Exercise instructions ::
A. In the subquery unnesting text, restate the passage starting at "Some heuristic transformations" and ending at "as select-list pruning.", swapping "no-brainers" for "safe bets".
B. Answer these questions on the subquery unnesting text:
(i) What appears in the execution plan to indicate a null-accepting semi-join?
(ii) With the null-aware anti-join, from which Oracle Database version can subqueries on nullable columns be unnested?
(iii) What is the removal of unreferenced columns from a subquery's SELECT-list called?

Subquery Unnesting

The Oracle query optimizer has basically two types of transformations at its disposal:

  1. Cost-based transformations, which are performed only when the optimizer believes it will improve the performance;
  2. Heuristic transformations, which are generally applied regardless of what the optimizer believes.

Some heuristic transformations are really no-brainers because they cannot impact the performance negatively:

  • COUNT conversion: whenever a COUNT(*) is equivalent to a COUNT(col_not_null) Oracle can use a BITMAP CONVERSION COUNT to speed up the SQL statement.
  • DISTINCT is eliminated whenever Oracle knows the operation is redundant, for instance when all columns of a primary key are involved.
  • Columns in a SELECT-list of a subquery are removed whenever they are not referenced, which is known as select-list pruning.
  • Filters can be pushed down into subqueries when appropriate, so that the amount of data is minimized as soon as possible.
  • Predicates can also be moved around from one subquery to another whenever an inner or natural join of two (or more) query blocks is performed where only one of the blocks has a particular predicate, but transitive closure guarantees that is also applies to the other subqueries. Aggregations and analytic functions are known to throw a spanner in the works for filter push-downs and predicate move-arounds.

Subquery unnesting is an interesting beast in the sense that is always applied irrespective of the impact on the performance. As such, it should be classified as a heuristic transformation were it not for the fact that it can be disabled with a hint.

Oracle automatically unnests subqueries (in the WHERE clause) when possible and merges the body of the subquery into the body of the statement or rewrites the nested subquery as an inline view, which of course opens up new optimization avenues, unless the nested subquery:

  • contains the ROWNUM pseudocolumn;
  • contains a set operator;
  • contains an aggregate function or GROUP BY clause;
  • contains a correlated reference to a query block that is not the immediate outer query block of the subquery;
  • is a hierarchical subquery.

Why is unnesting important? Without it, Oracle needs to evaluate a (correlated) subquery for each row of the outer table. With it, it has a whole array of access paths and join options it can go through to improve the execution.

When you execute SELECT * FROM dual WHERE 0 NOT IN (NULL) you will receive no rows, as expected. After all, null may be 0, it may not be. Before Oracle Database 11g, a column that could be null would prevent Oracle from unnesting the subquery. With the null-aware anti-join in 11g and above this is no longer the case, and Oracle can unnest such subqueries.

As of Oracle Database 12c there is the so-called null-accepting semi-join, which extends the semi-join algorithm, indicated by SEMI NA in the execution plan. This is relevant for correlated subqueries that have a related IS NULL predicate, like so: WHERE col_name IS NULL OR EXISTS ( SELECT 1 FROM ... ) The null-accepting semi-join checks for null columns in the join column of the table on the left-hand side of the join. If it is null, the corresponding row is returned, otherwise a semi-join is performed.

So, you may be wondering, ‘If Oracle already unnests correlated subqueries, is there any reason to use correlated subqueries instead of joins?’

A correlated subquery is perfectly acceptable when your outer query already filters heavily and the correlated subquery is used to find corresponding matches. This often happens when you do a simple lookup, typically in a PL/SQL (table) function in an API.

Stored records ::
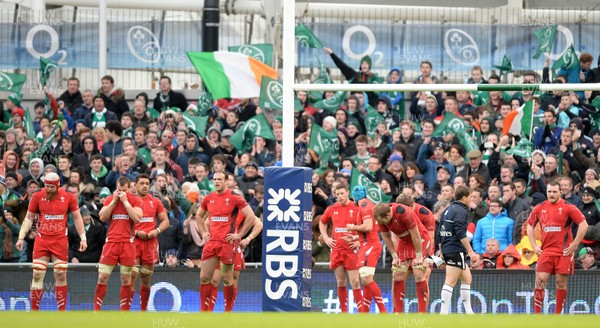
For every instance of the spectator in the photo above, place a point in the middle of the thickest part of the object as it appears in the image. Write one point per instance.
(510, 259)
(528, 256)
(492, 252)
(100, 115)
(71, 97)
(566, 189)
(193, 242)
(363, 75)
(86, 106)
(95, 233)
(592, 214)
(170, 239)
(167, 98)
(408, 141)
(477, 208)
(9, 232)
(496, 224)
(586, 259)
(114, 98)
(122, 167)
(513, 204)
(429, 167)
(547, 136)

Per-task outputs ::
A.
Some heuristic transformations are really safe bets because they cannot impact the performance negatively:

  • COUNT conversion: whenever a COUNT(*) is equivalent to a COUNT(col_not_null) Oracle can use a BITMAP CONVERSION COUNT to speed up the SQL statement.
  • DISTINCT is eliminated whenever Oracle knows the operation is redundant, for instance when all columns of a primary key are involved.
  • Columns in a SELECT-list of a subquery are removed whenever they are not referenced, which is known as select-list pruning.

B.
(i) SEMI NA
(ii) Oracle Database 11g
(iii) Select-list pruning